*Task input*.
• • • •
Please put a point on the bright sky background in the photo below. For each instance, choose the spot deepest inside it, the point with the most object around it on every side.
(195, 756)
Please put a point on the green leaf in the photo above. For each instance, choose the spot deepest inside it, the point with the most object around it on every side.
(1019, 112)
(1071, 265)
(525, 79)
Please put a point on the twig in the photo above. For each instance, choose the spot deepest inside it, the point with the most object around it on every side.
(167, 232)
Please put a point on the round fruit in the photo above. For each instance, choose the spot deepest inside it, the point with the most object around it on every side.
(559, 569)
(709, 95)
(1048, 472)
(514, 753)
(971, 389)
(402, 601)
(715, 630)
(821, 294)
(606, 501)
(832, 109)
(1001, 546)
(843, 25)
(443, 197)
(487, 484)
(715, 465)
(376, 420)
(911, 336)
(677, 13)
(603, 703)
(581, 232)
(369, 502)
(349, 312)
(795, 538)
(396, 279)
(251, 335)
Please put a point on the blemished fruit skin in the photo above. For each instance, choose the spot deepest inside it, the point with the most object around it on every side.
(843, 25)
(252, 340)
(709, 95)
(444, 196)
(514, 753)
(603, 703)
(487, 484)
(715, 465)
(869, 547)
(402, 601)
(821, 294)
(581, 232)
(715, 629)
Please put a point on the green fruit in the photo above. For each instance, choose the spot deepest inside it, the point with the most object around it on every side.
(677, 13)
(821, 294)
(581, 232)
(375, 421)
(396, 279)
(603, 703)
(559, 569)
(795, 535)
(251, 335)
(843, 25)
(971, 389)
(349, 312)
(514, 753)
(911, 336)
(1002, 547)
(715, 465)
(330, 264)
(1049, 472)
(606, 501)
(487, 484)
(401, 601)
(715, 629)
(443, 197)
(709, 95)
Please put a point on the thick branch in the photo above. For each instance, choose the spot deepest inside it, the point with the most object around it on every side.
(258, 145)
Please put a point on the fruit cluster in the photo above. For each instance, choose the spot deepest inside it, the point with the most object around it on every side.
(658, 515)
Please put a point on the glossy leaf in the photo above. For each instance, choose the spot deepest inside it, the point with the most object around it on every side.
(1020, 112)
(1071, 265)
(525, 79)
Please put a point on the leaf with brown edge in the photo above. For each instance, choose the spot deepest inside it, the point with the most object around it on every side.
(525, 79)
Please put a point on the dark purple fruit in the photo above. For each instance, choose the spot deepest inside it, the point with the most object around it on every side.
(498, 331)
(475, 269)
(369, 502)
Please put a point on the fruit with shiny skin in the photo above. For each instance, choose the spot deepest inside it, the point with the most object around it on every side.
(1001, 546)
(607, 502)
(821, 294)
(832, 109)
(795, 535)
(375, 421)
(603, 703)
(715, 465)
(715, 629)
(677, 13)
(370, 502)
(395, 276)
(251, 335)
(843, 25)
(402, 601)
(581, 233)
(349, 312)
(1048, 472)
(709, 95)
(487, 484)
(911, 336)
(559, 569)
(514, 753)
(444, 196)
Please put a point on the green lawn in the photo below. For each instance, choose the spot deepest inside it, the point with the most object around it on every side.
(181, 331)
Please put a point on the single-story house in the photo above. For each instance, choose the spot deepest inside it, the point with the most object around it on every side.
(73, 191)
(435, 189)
• • • •
*Aim*. All of the entries need to be reproduced exactly; please write them out.

*Finished exercise*.
Please put a point on the bright sky background in the photo below. For each instance, choose the spot deepest inside it, the point with the most object around it on every side.
(195, 756)
Please put a point on the green leaf in the photo above. For each instance, choose the spot deepest inside it, the point with the most object around it on every side.
(1019, 112)
(1071, 265)
(525, 79)
Please put a point on the twig in the photo above. For each instance, choose the spot deepest inside it, the point with the most object around it on every side.
(167, 232)
Please put a point on the round fruit in the photo above. For each instance, choose the spot deepest inside it, the point with the most object around it on every side.
(559, 569)
(709, 95)
(1048, 472)
(514, 753)
(971, 389)
(402, 601)
(715, 630)
(821, 294)
(606, 501)
(832, 109)
(1001, 546)
(843, 25)
(443, 197)
(487, 484)
(715, 465)
(376, 420)
(911, 336)
(677, 13)
(603, 703)
(581, 232)
(369, 502)
(349, 312)
(795, 538)
(396, 279)
(251, 335)
Please put a point on the blemished fruit skin in the photo above. For each instance, choose the spot deepest inside it, the point with the most object around it on every side.
(843, 25)
(252, 340)
(709, 95)
(444, 196)
(514, 753)
(603, 703)
(487, 484)
(715, 465)
(869, 547)
(402, 601)
(821, 294)
(581, 232)
(715, 629)
Please put a point on the green fruit in the photo above. For each instance, choose the spot deepest inside it, the point with the most object around it on every side.
(677, 13)
(821, 294)
(581, 232)
(375, 421)
(396, 279)
(603, 703)
(559, 569)
(795, 535)
(251, 335)
(843, 25)
(971, 389)
(349, 312)
(514, 753)
(911, 336)
(1002, 547)
(715, 465)
(330, 264)
(1049, 472)
(606, 501)
(487, 484)
(401, 601)
(715, 629)
(443, 197)
(709, 95)
Please put a point on the thick branch in the photo above. For each instance, choose the spot deepest inside it, the point with the most object around it on every side.
(258, 145)
Please put a point on the fruit cluster in the photo above. For each instance, choose the spot deepest inside it, the point with the most object around it on every side.
(658, 515)
Please put a point on the glossy leaf in the photo above. For each instance, choose the spot deepest inside it, the point with the most object around it on every side.
(1020, 112)
(1071, 265)
(525, 79)
Please put a point on the leaf with brown edge in the photo above. For each instance, choose the spot deepest inside it, the point with the most object around it on every side.
(525, 79)
Please put a point on the dark purple fruit in the photo above. For each instance, choose the spot deepest inside it, the point with the most object around it on every side.
(498, 331)
(475, 269)
(369, 502)
Please put a point on the fruit with shiny skin in the photo above. For each instance, choose the spot deepest inside it, the point with the most object around it on every side.
(1001, 546)
(607, 502)
(821, 294)
(832, 109)
(795, 535)
(375, 421)
(603, 703)
(715, 465)
(715, 629)
(677, 13)
(370, 502)
(395, 276)
(251, 335)
(843, 25)
(402, 601)
(581, 233)
(349, 312)
(1048, 472)
(709, 95)
(487, 484)
(911, 336)
(559, 569)
(514, 753)
(444, 196)
Please put a point on the green lawn in the photo below. For each instance, choose the spot deepest inside it, the point with the most object around it on every side.
(181, 331)
Please put a point on the single-story house in the photo above. For each instance, choose the spot deepest inside it, the point with the most object around it on every side.
(73, 191)
(435, 189)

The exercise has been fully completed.